• Parts of the exercise
A – Answer these questions about the text on two concentric wire loops:
(i) What is the diameter of the inner wire?
(ii) What magnitude and direction does the short answer give for the current in the outer wire?
(iii) What value is used for the permeability of free space?
B – Can you carry the step-by-step solution for the two concentric wire loops forward from its last sentence?

• Text extract
◆ ◆ ◆ ◆ ◆ ◆ ◆
Two concentric circular loops of wire lie on a tabletop, one inside the other. The inner wire has a diameter of \(20.0 \mathrm{~cm}\) and carries a clockwise current of \(12.0 \mathrm{~A}\), as viewed from above, and the outer wire has a diameter of \(30.0 \mathrm{~cm} .\) What must be the magnitude and direction (as viewed from above) of the current in the outer wire so that the net magnetic field due to this combination of wires is zero at the common center of the wires?

Short Answer

Expert verified
The current in the outer wire must be \(8.00 \mathrm{A}\) and flow counter-clockwise when viewed from above to counteract the magnetic field produced by the current in the inner wire.

Step by step solution

01

Calculate the magnetic field of the inner wire

First calculate the magnetic field due to the current in the inner wire. Using the formula \(B = \mu I / 2r\), where \(B\) is the magnetic field strength, \(\mu\) is the permeability of free space (\(4\pi \times 10^{-7} \mathrm{T m/A}\)), \(I\) is the current (12.0 A), and \(r\) is the radius of the loop (half of the diameter of 0.20 m). This gives an initial magnetic field \(B_{\text{inner}} = (4\pi \times 10^{-7} \mathrm{T m/A} \times 12.0 \mathrm{A}) / (2 \times 0.10 \mathrm{m})\).
◆ ◆ ◆ ◆ ◆ ◆ ◆
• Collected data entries

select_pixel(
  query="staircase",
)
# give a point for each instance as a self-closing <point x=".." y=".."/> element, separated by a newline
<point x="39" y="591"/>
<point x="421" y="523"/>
◆ ◆ ◆ ◆ ◆ ◆ ◆
• Solved problems
A –
(i) 20.0 cm
(ii) 8.00 A, counter-clockwise as viewed from above
(iii) \(4\pi \times 10^{-7} \mathrm{T m/A}\)

B –
02

Solve for the current in the outer wire

The magnetic field due to the current in the outer wire must be equal and opposite to the magnetic field due to the inner wire so that the total field is zero. This condition can be written as \(-B_{\text{inner}} = \mu I_{\text{outer}} / 2r_{\text{outer}}\), where \(B_{\text{inner}}\) is the magnetic field due to the inner wire calculated in the previous step, \(I_{\text{outer}}\) is the current in the outer wire that we are trying to find, and \(r_{\text{outer}}\) is the radius of the outer wire (half of the diameter of 0.30 m). By rearranging this equation we can solve for the current in the outer wire: \(I_{\text{outer}} = -2 B_{\text{inner}} r_{\text{outer}} / \mu\). The negative sign indicates that the current must flow in the opposite direction to the current in the inner wire.
03

Substitute the values and compute the current

Substitute the values \(B_{\text{inner}}\), \(r_{\text{outer}}\), and \(\mu\) into the equation from step 2 to calculate the current in the outer wire: \(I_{\text{outer}} = -2 B_{\text{inner}} r_{\text{outer}} / \mu = -2 B_{\text{inner}} (0.15 \mathrm{m}) / 4\pi \times 10^{-7} \mathrm{T m/A}\). This will give the magnitude and direction of the current in the outer wire.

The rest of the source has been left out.